>> start AVAILABLE DATA
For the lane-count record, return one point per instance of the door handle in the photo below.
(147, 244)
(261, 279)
>> end AVAILABLE DATA
>> start AVAILABLE DATA
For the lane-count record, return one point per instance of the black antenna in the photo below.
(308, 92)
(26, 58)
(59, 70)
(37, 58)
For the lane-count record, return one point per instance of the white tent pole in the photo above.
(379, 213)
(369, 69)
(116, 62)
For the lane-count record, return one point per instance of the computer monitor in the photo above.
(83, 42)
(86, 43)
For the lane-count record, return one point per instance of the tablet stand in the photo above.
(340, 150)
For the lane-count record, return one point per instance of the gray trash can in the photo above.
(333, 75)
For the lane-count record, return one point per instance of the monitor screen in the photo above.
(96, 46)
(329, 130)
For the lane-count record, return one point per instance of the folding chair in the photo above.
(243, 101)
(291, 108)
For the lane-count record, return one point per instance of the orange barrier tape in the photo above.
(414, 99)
>> end AVAILABLE DATA
WHAT YOU HAVE TO DO:
Extract each line of the material above that contains the string "monitor", treating uppercase and lowercase as different.

RESULT OF THE EXERCISE:
For the lane-count record, return one point per instance of the computer monitor in the photo above.
For the lane-count record, return one point per instance of the monitor screen in the photo above.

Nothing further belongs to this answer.